▸ **Job 1**: Can you copy from the manuscript announcement the part that opens with the words containing "So here's the" and closes with "the whole thing."?
▸ **Job 2**: Would you carry on the manuscript announcement from where it stops, picking up after its final sentence?

At long last, I have completed my a new manuscript entitled Courage in Poverty. It's about the people whom I met as a volunteer in the U.S. Peace Corps in Ukraine and as a staff member at Raphael House, a shelter for homeless families in San Francisco.
This manuscript is 239 pages long in Microsoft Word, totaling about 72,000 words. I would love to have your comments on it. However, I'd like you to tell me that you actually want to read it. I had thought about sending a copy to everyone I know, but reading a manuscript is no small commitment, and I didn't want to foist it upon you.
So here's the deal: if you want it, I will send it to you as an MS-Word attachment. You can make all sorts of corrections and comments in the file if you like, just save it under a different name, for example, sticking your name at the end of the file name. You can enable tracked changes if you like that, use the "insert comment" feature, or simply use different-colored text for your comments. Or, you could use Word's highlighter feature if you just want to draw attention to a paragraph that makes no sense. Any comments you could make would be very appreciated -- even if you don't get through the whole thing.

▸ **Recorded data**:
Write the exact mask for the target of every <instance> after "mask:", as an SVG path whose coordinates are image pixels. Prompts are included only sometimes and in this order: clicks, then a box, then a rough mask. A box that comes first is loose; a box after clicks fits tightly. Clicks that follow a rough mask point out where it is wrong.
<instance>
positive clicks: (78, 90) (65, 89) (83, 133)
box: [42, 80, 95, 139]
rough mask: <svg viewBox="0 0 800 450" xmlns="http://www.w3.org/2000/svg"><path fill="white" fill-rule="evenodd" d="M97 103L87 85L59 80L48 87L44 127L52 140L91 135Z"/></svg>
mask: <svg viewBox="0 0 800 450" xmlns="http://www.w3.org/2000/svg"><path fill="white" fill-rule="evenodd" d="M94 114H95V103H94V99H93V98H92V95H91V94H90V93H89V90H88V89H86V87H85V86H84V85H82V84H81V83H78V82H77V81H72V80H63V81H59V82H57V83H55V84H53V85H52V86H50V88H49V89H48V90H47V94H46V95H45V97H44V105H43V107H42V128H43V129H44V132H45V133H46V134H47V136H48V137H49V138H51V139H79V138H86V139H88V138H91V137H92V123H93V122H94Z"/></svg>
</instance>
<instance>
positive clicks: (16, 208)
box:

▸ **Expected answer 1**:
So here's the deal: if you want it, I will send it to you as an MS-Word attachment. You can make all sorts of corrections and comments in the file if you like, just save it under a different name, for example, sticking your name at the end of the file name. You can enable tracked changes if you like that, use the "insert comment" feature, or simply use different-colored text for your comments. Or, you could use Word's highlighter feature if you just want to draw attention to a paragraph that makes no sense. Any comments you could make would be very appreciated -- even if you don't get through the whole thing.

▸ **Expected answer 2**:
Paper copies are available by request for free, but those require greater commitment. If you want a paper copy, you have to agree to actually read the thing within a month and mail it back to me. The paper and toner involved in printing a copy of a manuscript adds up to $5-$7, which I can deal with, but I need to know who really wants one. I like paper better myself because computer monitors tire my eyes out and I read faster on paper. Writing all over the margins with pen or pencil is fine.
Dr. Nordquist -- you get a paper one just because you made lectures so enjoyable without ever resorting to videos or Powerpoint presentations, the true thought-suckers of the classroom.
For those of you familiar with the first version of this manuscript, No Earthly Victory, this new one retains some of the stories and characters from that journey, but it takes a different tack, focusing on the stories of the people whom I met, and on the importance of finding a manner of service in which you feel you're really giving your heart rather than having it taken through guilt. It also describes the people whom I met in San Francisco at the homeless shelter, which the old manuscript had not done.
It's a less religious manuscript. The old one had focused a great deal on my spiritual journey and the enigmatic state of the church in Ukraine, which I still think would make a good book, but there are about six Orthodox publishing houses that publish things in English. Five of them rejected it and the sixth one just plain forgot. Still, I take the opportunity to describe the really cool monasteries and cathedrals I got to visit in Ukraine.
The curse of the author is the inner critic, nagging at him about problems in the cohesion of the story or whether it's even interesting. The inner critic tells him to quit and do something more productive. So, here are some of the questions I've been having through it.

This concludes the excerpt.